Express every line of the records as a JSON list of strings, one string per line, omitting blank lines and leaving the pictures out.

-- Start --

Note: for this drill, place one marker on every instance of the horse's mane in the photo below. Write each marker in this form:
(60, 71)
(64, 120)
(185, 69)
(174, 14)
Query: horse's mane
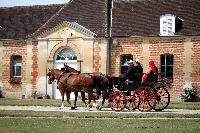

-- End --

● **Response**:
[
  "Note: for this drill, place one marker on every instance of the horse's mane in the photo below. Write each marker in this form:",
  "(60, 71)",
  "(64, 120)",
  "(185, 69)",
  "(174, 14)",
  "Query: horse's mane"
]